* WORK REQUIRED *
Only an exact copy of the lines beginning at the one that contains "of the bare" and ending at the last line of the records below counts as the answer.
>>>>>
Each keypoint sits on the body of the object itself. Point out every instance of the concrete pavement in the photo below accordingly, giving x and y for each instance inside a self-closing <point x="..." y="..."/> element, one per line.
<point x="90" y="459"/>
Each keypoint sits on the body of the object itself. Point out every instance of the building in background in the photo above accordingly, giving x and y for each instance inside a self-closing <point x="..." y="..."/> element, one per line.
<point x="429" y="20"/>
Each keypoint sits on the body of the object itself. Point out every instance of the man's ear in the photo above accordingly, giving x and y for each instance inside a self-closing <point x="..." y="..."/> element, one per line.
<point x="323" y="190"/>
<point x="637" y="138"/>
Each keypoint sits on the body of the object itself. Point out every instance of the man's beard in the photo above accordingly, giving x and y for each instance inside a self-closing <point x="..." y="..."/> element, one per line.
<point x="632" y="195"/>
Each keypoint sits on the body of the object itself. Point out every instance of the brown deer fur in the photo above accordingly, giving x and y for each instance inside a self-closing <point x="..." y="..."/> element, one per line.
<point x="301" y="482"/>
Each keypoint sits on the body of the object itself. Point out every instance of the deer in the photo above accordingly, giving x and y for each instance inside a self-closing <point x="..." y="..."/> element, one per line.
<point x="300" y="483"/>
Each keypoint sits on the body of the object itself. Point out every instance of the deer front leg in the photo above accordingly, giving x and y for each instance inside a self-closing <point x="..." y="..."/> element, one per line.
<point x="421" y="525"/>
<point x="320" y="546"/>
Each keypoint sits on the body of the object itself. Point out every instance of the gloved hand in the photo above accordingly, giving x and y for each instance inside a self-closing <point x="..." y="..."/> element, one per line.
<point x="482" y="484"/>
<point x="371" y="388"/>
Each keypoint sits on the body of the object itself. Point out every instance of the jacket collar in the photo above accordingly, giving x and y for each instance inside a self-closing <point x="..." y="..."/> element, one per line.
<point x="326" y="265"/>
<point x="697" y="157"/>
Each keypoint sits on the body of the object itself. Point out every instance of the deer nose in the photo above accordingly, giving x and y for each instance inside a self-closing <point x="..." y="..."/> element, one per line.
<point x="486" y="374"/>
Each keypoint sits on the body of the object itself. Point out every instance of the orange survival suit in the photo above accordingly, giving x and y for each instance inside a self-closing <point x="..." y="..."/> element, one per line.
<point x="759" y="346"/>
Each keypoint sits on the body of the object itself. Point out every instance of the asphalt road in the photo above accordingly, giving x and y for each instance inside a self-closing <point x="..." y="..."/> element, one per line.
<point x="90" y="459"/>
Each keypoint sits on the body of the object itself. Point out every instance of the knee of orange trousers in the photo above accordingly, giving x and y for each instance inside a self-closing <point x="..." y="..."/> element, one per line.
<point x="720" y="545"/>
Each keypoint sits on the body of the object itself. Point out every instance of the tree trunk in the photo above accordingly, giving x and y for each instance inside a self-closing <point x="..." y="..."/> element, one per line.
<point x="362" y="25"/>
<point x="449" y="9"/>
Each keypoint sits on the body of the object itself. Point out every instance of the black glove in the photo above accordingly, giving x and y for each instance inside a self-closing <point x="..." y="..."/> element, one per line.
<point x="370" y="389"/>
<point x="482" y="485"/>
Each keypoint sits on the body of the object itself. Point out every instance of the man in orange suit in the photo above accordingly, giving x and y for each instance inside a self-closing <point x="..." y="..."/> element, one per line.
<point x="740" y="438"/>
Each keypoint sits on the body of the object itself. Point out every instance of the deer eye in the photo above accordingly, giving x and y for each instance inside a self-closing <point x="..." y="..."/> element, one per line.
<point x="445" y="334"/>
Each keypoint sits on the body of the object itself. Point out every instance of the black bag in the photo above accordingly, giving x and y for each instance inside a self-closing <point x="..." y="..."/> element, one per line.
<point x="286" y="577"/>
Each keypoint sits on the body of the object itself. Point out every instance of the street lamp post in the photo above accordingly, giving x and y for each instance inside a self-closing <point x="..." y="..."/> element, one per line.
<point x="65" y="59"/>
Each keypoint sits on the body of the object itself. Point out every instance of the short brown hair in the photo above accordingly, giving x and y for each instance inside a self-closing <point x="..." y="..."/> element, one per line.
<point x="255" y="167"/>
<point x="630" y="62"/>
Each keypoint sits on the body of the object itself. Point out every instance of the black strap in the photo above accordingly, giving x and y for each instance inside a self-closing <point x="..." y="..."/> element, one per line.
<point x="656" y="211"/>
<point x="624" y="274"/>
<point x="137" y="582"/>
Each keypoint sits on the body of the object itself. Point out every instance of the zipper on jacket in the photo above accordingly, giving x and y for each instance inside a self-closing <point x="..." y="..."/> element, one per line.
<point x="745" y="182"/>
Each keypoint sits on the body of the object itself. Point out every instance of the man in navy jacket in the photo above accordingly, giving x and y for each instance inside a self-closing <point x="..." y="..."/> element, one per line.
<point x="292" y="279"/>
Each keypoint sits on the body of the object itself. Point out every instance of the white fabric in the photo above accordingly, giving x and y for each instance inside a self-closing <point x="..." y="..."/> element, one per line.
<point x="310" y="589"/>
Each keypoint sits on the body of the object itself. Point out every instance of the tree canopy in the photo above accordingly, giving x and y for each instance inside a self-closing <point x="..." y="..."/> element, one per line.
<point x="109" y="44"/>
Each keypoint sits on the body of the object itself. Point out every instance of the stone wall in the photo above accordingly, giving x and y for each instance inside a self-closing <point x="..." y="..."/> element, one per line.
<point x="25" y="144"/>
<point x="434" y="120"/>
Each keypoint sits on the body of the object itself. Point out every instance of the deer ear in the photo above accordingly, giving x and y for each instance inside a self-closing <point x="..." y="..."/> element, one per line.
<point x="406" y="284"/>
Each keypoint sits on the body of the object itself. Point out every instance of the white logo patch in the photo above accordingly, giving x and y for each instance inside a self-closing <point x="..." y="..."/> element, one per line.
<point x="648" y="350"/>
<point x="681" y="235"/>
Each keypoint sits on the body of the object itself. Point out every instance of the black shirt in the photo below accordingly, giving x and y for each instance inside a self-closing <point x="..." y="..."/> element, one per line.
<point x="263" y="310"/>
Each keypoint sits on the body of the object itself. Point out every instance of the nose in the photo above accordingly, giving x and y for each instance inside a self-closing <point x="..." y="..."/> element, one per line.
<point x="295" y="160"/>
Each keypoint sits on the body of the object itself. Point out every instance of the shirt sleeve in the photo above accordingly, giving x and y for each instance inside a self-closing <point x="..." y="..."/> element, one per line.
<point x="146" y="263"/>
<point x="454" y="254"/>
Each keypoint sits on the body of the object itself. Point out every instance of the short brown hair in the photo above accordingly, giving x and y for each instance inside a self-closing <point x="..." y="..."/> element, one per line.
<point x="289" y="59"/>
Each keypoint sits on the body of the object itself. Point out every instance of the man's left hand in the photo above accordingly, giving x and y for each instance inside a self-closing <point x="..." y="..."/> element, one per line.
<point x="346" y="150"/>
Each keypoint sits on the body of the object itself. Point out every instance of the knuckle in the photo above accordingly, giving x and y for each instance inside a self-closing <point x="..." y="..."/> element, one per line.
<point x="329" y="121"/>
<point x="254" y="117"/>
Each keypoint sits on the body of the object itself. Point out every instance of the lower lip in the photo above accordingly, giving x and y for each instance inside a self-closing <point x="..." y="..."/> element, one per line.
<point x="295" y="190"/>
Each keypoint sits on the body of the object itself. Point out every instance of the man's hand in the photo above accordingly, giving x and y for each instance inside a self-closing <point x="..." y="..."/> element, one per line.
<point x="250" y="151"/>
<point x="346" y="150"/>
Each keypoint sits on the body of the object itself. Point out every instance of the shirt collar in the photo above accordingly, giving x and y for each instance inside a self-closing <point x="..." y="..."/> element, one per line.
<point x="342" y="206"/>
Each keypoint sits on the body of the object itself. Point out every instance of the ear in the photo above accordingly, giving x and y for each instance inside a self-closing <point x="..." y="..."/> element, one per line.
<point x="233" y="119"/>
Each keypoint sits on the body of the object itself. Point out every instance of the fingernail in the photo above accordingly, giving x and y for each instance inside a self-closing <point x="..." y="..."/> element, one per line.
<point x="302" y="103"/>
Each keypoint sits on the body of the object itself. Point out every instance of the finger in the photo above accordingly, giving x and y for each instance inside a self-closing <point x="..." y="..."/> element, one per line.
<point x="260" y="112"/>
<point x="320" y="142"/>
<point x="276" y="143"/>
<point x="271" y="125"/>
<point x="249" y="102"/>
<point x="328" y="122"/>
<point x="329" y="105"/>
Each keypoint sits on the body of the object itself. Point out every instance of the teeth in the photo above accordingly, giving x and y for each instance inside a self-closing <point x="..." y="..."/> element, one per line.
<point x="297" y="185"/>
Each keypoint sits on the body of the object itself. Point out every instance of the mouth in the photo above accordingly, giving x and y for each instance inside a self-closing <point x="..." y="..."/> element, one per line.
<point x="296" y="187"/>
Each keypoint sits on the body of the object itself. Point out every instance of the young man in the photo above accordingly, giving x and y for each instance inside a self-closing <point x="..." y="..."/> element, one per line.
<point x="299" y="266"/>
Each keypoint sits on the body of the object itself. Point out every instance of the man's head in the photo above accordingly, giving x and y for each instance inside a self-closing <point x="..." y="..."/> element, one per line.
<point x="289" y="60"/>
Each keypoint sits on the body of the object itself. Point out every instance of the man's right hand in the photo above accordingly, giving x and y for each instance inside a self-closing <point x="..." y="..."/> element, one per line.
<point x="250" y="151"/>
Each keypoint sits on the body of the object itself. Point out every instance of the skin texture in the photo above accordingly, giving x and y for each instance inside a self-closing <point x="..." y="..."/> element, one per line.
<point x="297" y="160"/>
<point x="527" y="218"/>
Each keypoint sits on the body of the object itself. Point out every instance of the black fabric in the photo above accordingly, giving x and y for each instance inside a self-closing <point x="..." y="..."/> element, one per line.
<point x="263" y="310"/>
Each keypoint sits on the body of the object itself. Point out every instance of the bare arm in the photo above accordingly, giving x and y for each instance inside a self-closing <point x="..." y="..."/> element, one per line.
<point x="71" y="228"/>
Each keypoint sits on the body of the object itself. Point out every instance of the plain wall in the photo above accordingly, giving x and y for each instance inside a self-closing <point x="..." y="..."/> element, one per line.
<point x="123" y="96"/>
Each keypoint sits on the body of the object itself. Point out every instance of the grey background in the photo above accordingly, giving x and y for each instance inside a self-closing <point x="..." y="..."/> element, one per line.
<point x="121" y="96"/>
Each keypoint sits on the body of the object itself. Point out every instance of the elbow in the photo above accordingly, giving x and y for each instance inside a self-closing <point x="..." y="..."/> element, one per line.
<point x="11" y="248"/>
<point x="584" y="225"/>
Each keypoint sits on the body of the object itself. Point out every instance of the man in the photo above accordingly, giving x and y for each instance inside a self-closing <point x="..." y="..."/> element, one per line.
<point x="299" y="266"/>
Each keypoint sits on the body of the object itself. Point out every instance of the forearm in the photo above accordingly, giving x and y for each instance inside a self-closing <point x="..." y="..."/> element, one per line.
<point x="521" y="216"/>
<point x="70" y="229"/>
<<<<<
* RESULT FOR THIS EXERCISE *
Each keypoint sits on the body of the object itself. Point out every instance of the bare arm in the photo above accordingly, giving x and y for each instance inside a self-closing <point x="..." y="..."/> element, one per line.
<point x="71" y="228"/>
Each keypoint sits on the body of the object itself. Point out every instance of the plain wall in the photo above accordingly, giving x and y for each instance inside a self-closing <point x="..." y="..."/> element, one per line.
<point x="123" y="96"/>
Each keypoint sits on the body of the object itself. Point out every instance of the grey background in the photo above accordingly, giving x and y for each instance inside a self-closing <point x="..." y="..."/> element, one per line.
<point x="121" y="96"/>
Each keypoint sits on the body of the object itself. Point out every instance of the elbow in the photo above accordingly, giving x and y for each instance inside a self-closing <point x="..." y="..."/> element, one per line.
<point x="11" y="248"/>
<point x="584" y="225"/>
Each keypoint sits on the body of the object itself. Point out every instance of the man in the photo above accordingly, giving x and y for each instance inside a self-closing <point x="..." y="..."/> element, one per line.
<point x="299" y="266"/>
Each keypoint sits on the body of the object itself. Point out every instance of the forearm in the photo above accordingly, giving x and y for each instance inside a self-closing <point x="..." y="..."/> element, one per line.
<point x="521" y="216"/>
<point x="70" y="229"/>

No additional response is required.